__Task data__
--------------------------------

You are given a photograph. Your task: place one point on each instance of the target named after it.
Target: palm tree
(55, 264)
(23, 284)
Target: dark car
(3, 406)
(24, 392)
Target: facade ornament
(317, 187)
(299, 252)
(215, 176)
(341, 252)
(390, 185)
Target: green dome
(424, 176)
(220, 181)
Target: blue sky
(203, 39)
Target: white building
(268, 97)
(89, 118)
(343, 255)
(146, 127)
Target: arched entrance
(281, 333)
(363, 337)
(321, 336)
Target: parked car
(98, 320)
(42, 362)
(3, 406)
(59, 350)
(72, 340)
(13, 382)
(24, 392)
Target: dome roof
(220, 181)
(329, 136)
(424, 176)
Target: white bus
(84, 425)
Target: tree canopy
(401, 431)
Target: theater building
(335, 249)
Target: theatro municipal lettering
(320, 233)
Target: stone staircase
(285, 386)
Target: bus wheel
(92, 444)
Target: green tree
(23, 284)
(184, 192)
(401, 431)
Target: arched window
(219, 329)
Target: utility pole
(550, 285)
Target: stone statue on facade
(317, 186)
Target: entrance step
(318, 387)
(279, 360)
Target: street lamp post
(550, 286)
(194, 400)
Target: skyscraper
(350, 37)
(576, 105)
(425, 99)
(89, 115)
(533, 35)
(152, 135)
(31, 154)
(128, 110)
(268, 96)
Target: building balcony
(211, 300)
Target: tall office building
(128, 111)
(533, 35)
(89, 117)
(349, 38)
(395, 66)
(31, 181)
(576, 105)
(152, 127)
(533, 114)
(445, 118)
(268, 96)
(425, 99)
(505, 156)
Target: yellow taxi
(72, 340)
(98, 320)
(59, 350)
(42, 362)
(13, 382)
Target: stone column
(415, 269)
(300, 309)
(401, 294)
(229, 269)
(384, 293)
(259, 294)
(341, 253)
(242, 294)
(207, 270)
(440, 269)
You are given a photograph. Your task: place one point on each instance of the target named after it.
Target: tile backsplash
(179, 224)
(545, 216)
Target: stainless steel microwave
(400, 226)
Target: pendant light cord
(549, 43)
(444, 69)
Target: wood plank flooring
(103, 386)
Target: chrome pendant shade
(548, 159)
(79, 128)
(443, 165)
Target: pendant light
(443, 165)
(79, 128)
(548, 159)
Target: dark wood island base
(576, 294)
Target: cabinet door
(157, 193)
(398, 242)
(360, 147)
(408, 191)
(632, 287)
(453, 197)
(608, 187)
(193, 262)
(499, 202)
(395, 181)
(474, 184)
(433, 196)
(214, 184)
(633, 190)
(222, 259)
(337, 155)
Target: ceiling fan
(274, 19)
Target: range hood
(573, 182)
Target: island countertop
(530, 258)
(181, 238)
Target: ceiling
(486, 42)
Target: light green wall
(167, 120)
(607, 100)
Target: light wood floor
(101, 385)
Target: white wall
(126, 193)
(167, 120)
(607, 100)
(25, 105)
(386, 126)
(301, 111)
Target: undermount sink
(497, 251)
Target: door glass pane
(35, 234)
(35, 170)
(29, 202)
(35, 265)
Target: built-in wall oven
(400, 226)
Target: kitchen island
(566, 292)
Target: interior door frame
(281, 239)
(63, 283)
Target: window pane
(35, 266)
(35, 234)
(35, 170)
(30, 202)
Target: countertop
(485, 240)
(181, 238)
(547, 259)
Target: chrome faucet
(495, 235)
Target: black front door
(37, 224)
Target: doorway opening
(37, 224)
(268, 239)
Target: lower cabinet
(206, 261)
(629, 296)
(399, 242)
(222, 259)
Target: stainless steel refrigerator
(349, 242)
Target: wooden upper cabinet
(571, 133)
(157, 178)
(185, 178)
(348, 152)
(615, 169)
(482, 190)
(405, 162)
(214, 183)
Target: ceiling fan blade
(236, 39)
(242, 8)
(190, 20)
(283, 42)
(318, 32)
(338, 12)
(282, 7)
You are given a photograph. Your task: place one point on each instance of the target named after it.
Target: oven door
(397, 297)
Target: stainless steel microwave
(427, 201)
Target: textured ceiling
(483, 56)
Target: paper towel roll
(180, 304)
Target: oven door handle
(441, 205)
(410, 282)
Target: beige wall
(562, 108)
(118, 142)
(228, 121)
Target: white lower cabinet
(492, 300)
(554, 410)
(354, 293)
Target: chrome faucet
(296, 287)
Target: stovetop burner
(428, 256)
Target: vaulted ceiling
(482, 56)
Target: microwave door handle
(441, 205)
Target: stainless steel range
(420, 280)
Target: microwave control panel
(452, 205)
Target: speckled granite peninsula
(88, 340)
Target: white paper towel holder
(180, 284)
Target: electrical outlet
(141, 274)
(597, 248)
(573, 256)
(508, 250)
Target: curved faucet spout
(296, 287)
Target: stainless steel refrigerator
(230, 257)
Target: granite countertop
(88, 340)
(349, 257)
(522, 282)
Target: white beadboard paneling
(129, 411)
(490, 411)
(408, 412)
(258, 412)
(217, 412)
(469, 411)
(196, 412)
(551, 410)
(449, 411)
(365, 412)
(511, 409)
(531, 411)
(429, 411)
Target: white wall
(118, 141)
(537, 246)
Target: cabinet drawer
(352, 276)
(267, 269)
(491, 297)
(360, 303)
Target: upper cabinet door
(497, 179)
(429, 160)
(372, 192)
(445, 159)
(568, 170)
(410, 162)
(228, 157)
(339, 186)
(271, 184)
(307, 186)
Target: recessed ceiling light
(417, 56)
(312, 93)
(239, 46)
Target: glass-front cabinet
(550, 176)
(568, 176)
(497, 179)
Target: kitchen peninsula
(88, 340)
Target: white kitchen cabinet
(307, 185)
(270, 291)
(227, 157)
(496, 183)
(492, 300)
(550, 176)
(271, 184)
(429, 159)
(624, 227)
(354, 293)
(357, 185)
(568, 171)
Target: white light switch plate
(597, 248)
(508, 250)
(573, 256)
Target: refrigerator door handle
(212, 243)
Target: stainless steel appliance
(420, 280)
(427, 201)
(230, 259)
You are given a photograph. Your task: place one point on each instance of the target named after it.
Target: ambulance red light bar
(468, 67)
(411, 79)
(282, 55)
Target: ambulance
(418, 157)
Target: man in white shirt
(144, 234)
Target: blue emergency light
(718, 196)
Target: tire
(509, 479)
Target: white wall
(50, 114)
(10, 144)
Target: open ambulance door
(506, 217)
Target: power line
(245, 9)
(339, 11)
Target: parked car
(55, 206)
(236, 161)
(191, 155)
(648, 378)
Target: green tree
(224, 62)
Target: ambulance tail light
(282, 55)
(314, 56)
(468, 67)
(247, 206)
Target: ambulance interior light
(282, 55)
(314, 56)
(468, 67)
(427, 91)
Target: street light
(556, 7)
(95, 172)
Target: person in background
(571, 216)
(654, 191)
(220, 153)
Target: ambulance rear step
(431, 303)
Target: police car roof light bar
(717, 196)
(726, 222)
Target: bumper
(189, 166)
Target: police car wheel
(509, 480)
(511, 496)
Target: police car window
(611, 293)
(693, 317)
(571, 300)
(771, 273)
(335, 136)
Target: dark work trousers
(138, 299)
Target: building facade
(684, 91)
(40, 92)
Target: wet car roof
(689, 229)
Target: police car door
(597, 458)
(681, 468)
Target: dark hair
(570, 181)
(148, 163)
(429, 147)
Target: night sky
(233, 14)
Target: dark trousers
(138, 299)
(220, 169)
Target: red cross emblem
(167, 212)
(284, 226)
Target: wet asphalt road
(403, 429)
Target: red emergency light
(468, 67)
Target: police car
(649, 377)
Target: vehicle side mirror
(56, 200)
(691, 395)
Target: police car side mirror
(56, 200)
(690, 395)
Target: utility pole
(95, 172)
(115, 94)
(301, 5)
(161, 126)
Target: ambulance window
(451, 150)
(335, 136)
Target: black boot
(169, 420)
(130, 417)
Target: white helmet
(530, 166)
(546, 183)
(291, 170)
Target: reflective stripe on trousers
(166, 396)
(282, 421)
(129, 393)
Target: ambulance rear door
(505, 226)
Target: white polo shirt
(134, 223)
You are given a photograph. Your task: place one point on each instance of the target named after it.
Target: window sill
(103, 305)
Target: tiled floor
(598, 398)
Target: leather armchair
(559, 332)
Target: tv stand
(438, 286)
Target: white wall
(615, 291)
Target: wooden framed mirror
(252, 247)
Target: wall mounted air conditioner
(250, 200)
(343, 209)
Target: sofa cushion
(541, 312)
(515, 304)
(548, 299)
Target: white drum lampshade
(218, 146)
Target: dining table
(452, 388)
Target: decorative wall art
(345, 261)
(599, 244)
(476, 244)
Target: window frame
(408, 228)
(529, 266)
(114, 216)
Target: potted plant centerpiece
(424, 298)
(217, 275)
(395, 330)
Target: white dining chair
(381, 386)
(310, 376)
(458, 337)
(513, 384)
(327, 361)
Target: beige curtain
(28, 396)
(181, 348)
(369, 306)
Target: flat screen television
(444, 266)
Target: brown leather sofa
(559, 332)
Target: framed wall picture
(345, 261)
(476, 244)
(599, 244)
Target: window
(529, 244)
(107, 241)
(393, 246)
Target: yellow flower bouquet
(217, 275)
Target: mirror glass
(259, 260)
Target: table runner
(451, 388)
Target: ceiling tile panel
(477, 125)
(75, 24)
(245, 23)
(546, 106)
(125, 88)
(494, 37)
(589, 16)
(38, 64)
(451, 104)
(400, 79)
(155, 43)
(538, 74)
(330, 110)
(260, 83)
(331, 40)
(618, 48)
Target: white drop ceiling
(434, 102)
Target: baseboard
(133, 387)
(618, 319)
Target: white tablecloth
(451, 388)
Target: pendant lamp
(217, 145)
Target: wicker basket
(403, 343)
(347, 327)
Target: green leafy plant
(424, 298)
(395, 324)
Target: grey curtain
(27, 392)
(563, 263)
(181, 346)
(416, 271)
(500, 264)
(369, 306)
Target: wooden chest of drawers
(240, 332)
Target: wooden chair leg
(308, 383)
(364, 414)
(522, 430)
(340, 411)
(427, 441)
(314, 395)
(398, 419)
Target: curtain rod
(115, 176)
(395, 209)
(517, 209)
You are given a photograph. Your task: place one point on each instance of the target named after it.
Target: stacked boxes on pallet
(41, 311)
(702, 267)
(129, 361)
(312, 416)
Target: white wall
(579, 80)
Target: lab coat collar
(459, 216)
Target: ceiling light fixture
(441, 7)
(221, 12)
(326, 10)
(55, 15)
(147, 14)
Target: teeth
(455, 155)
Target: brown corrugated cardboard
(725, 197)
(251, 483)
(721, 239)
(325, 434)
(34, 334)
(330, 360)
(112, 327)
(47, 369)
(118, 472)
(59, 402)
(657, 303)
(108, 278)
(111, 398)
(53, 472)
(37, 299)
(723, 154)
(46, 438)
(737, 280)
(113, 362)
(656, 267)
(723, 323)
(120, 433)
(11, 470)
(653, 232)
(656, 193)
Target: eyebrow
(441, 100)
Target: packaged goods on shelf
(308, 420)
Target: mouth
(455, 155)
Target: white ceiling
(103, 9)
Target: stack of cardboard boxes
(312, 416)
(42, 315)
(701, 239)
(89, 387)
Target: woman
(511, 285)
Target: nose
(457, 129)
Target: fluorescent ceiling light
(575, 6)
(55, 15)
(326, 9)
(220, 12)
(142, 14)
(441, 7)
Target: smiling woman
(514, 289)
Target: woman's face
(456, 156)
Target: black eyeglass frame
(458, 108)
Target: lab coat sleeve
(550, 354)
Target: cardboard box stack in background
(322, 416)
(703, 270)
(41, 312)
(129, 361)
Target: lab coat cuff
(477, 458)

--------------------------------

__Task details__
Set down only these lines, exactly: the line containing "Target: woman's face" and each line after it, through the end of the listing.

__Problem solution__
Target: woman's face
(456, 156)
Target: black eyeglass frame
(458, 108)
Target: lab coat sleeve
(550, 354)
Target: cardboard box stack in background
(322, 416)
(703, 270)
(41, 312)
(129, 361)
Target: lab coat cuff
(477, 458)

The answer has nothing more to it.